>> Begin EXCERPTED PASSAGE
Overseas Trade

From Time and Space (Dec 1971)

While many people will appreciate that the NZBC is a trading organisation in the advertising sense, comparatively few are aware that it also carried on a quite extensive "trade" with overseas in programme material.

One of the least publicised of all NZBC activities is the Overseas Programme Section.

In 1963 it was becoming clear that the NZBC would require a special section to service the increasing number of requests received from overseas for New Zealand programmes; and also to provide material required for exchange schemes organised by the three international broadcasting organisations to which the NZBC belonged-the Asian and European Broadcasting Unions and the Commonwealth Broadcasting Conference.

In addition, NZBC programme schedules had for some years been enriched by material received without charge from over- seas broadcasting organisations and there was an obligation on the Corporation to make pro- grammes available in return.

At this time too, many of the larger broadcasting organisations overseas were operating established transcription services (all except the BBC) on a "no charge” basis, and the NZBC felt it should take advantage of this means of projecting an informed and objective image of New Zealand.

J. Reed, Manager Overseas Programme Section
J. Reed, Manager Overseas Programme Section

In December 1964, the Overseas Programme Exchange Section was established (the word "Exchange" was dropped from the title in 1970), and the first programme issue was despatched in April 1965. It included four programmes by the Symphony Orchestra, five of Māori music, two features and three short talks.

One year later, in May 1966, the section had become involved in TV exchange schemes for the ABU and EBU. Both of these schemes are still operating.

In this same year programme publicity sheets for both radio and television were being sent to eighty-nine organisations. By 1967, this number had increased to one hundred and ten and the section had sold its first two TV features.

By 1969, filming in colour had commenced and in that year an NZBC television programme won first prize in the Cultural Section of an International film festival held in Barcelona.

In 1970, the mailing list passed the 200 mark. This included the North American Broadcasting Corporation-a distributing organisation based in San Francisco, supplying programmes to over 400 non-commercial radio and television stations through-out the U.S.A.

Also in 1970, the NZBC participated in eleven programme exchange schemes with other broadcasting organisations, five through the EBU; two through the Commonwealth Broadcasting Conference and four through the ABU.

Since 1967, the Overseas Programme Section has been producing a weekly half-hour variety programme for New Zealand Forces overseas and in August 1970, a further programme was added to this distribution — a weekly half-hour digest produced from the daily Current Affairs programme, Checkpoint. The mailing list at present covers two-hundred and thirty-seven radio and television organisations.
>> End EXCERPTED PASSAGE
JOB 1:
In the article on NZBC overseas trade, in what month and year was the section's first issue sent out?
>> Begin THE RECORDS
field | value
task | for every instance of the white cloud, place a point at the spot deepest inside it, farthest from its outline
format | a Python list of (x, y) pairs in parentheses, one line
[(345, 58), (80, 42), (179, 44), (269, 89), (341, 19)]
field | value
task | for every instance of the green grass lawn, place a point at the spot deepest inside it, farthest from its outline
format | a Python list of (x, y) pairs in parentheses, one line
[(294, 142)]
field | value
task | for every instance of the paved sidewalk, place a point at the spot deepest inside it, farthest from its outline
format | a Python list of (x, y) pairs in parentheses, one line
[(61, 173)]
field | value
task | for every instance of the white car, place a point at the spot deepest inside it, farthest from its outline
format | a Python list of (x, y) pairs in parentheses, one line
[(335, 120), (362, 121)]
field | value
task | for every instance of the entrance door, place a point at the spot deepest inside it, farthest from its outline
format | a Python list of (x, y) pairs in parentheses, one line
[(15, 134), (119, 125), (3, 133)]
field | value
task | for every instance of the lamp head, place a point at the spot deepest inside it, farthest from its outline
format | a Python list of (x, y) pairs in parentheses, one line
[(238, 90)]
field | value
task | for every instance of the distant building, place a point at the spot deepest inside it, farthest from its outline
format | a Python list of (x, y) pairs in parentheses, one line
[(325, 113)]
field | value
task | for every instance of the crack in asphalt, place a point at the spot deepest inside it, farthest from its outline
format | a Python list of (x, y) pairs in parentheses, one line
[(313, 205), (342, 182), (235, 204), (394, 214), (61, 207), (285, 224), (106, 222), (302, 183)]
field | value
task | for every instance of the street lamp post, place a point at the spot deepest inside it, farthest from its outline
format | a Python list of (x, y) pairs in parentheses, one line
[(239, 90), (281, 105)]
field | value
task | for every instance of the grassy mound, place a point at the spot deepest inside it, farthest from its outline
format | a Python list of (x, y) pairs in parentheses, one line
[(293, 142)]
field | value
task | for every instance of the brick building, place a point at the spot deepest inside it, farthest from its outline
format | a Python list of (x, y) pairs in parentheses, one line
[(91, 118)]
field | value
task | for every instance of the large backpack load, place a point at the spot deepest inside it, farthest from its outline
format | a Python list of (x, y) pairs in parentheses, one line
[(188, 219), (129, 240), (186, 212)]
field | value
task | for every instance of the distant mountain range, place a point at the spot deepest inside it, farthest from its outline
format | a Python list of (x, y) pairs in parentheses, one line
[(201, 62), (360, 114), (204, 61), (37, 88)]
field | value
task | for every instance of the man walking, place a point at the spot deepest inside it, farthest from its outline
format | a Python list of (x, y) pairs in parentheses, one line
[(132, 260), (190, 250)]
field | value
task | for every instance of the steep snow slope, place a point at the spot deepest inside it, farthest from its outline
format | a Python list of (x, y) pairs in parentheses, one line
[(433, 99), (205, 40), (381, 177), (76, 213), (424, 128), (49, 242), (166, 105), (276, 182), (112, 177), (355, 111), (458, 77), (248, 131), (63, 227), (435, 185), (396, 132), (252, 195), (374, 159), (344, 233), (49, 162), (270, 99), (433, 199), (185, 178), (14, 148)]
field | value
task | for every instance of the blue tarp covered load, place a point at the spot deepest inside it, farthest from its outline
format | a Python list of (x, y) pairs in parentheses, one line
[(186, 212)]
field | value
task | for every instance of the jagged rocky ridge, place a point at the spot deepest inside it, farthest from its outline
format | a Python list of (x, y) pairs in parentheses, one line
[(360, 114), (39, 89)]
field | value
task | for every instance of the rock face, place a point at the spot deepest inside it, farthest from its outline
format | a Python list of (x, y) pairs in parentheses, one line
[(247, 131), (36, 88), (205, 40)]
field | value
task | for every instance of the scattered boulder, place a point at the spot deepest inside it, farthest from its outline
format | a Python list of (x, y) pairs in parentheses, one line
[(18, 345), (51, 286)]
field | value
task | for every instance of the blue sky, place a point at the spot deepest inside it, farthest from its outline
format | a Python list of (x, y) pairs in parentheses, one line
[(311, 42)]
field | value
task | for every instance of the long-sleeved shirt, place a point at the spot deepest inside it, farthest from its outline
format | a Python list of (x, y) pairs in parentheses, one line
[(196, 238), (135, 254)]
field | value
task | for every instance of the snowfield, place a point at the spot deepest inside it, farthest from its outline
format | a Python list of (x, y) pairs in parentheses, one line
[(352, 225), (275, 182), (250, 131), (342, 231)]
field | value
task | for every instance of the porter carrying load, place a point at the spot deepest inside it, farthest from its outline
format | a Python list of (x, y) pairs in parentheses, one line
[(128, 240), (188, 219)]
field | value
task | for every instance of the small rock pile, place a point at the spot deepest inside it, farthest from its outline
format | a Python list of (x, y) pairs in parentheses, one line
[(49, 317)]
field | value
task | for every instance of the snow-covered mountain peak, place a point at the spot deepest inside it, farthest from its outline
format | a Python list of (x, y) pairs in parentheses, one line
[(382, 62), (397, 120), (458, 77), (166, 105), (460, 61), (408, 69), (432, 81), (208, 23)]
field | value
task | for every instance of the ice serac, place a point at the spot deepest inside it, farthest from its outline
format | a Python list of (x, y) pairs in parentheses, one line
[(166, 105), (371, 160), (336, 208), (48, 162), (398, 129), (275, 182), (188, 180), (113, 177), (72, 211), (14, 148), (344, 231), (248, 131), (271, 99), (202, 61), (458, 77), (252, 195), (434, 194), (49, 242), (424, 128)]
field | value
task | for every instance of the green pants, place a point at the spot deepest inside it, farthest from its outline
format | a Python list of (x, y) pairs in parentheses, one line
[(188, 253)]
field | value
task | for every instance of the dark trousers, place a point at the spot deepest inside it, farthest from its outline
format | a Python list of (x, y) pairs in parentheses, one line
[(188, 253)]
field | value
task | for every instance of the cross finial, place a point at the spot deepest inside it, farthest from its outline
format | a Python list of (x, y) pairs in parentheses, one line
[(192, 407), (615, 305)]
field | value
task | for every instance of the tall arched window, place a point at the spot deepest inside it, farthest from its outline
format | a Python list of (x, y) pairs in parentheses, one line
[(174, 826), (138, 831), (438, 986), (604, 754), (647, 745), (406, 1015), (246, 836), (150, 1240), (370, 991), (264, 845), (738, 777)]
>> End THE RECORDS
JOB 2:
Report each line of the listing that contains the word "white", counting only matches with the same case.

FULL OUTPUT 1:
April 1965.

FULL OUTPUT 2:
task | for every instance of the white cloud, place a point at the spot deepest inside it, farthest from its outline
task | for every instance of the white car, place a point at the spot deepest inside it, farthest from its outline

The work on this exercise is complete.